───── Given passage ─────
In some examples, the method further comprises a step of presenting the bit error rate on a display panel.
In one example, step (c) of transmitting in the BERT operation mode is performed after step (b) is consecutively repeated one or more times.
In another aspect, there is provided an apparatus for transmitting data between a timing controller and a source driver, the apparatus having a bit error rate test function, the apparatus comprising: the timing controller which comprises a data processing unit for processing and outputting a data signal inputted from an exterior, a first linear feedback shift register (LFSR) for outputting a first bit stream, a first XOR gate for outputting a pseudo random binary sequence (PRBS) by performing an XOR operation between the first bit stream and a bit stream in which all bits have a value of 1, and a MUX for selecting and outputting one of the pseudo random binary sequence and the data signal to the data signal transmission line; and the source driver which comprises a second linear feedback shift register for outputting a second bit stream that is the same as the first bit stream, and a second XOR gate for outputting a result of an XOR operation between the second bit stream and the pseudo random binary sequence, wherein a characteristic equation of the second linear feedback shift register is the same as a characteristic equation of the first linear feedback shift register.
In some examples, the apparatus further comprises an error counter for performing a counting operation when comparing a pseudo random binary sequence transmitted from the timing controller with a bit stream set in source driver and thus sensing a bit error.
In one example, the first and second linear feedback shift registers output bit streams each of which is constituted by 24 bits.
In the drawings:

FIG. 1 is a view explaining an example of a protocol for data transmission between a timing controller and a source driver;
FIG. 2 is a view explaining a detailed transmission packet in step 2 of an example of a protocol for data transmission between a timing controller and a source driver;
FIG. 3 is a view explaining a data transmission method between a timing controller and a source driver, to which a BERT function is added;
FIGs. 4 and 5 are views explaining the start of the BERT operation mode in the data transmission method between a timing controller and a source driver, to which the BERT function is added;
FIGs. 6 and 7 are views explaining the termination of the BERT operation mode in the data transmission method between a timing controller and a source driver, to which the BERT function is added;
FIG. 8 is a view explaining an apparatus for transmitting data between a timing controller and a source driver, to which the BERT function is added;
FIG. 9 is a view illustrating a detailed configuration of a timing controller in an apparatus for transmitting data between the timing controller and a source driver, to which the BERT function is added; and
FIG. 10 is a view illustrating a detailed configuration of a source driver in an apparatus for transmitting data between the timing controller and the source driver, to which the BERT function is added.
───── Rows ─────
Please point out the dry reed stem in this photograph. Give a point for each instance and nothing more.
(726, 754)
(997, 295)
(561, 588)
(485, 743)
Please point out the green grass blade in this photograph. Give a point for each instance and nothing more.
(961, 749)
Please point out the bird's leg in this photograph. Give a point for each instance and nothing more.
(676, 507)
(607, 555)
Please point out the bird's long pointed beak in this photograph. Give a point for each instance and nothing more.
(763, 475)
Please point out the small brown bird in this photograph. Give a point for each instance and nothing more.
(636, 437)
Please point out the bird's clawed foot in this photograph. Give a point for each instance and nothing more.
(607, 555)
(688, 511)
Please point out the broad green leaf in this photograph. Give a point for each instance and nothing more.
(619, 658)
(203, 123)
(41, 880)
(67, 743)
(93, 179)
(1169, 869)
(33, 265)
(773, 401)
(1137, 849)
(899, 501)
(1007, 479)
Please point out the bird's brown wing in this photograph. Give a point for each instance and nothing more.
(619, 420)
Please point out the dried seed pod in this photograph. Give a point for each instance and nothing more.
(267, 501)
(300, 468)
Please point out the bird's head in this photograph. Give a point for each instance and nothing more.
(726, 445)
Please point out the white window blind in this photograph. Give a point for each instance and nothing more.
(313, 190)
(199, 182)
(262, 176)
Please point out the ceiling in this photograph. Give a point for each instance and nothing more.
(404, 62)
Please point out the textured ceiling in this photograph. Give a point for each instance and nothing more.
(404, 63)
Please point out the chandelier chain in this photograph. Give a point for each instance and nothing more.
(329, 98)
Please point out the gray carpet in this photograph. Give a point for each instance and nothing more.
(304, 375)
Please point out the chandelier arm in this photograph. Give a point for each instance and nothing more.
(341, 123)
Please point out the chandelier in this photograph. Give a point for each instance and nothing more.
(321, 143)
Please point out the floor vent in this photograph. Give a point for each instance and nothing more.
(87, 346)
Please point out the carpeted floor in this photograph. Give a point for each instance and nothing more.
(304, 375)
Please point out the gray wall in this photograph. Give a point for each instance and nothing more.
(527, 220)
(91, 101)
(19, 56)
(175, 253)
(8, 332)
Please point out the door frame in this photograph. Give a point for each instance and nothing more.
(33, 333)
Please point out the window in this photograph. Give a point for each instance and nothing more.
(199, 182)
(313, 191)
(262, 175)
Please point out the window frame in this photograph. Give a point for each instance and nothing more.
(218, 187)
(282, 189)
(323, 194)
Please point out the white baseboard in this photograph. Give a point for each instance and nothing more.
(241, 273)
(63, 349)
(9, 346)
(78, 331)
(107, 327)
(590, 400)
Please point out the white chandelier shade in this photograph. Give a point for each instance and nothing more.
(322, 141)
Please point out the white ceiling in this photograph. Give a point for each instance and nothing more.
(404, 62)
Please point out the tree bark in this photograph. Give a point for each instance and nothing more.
─────
Given request =
According to the passage on bit error rate testing between a timing controller and a source driver, how many bits make up each bit stream output by the first and second linear feedback shift registers?

Solution =
24 bits each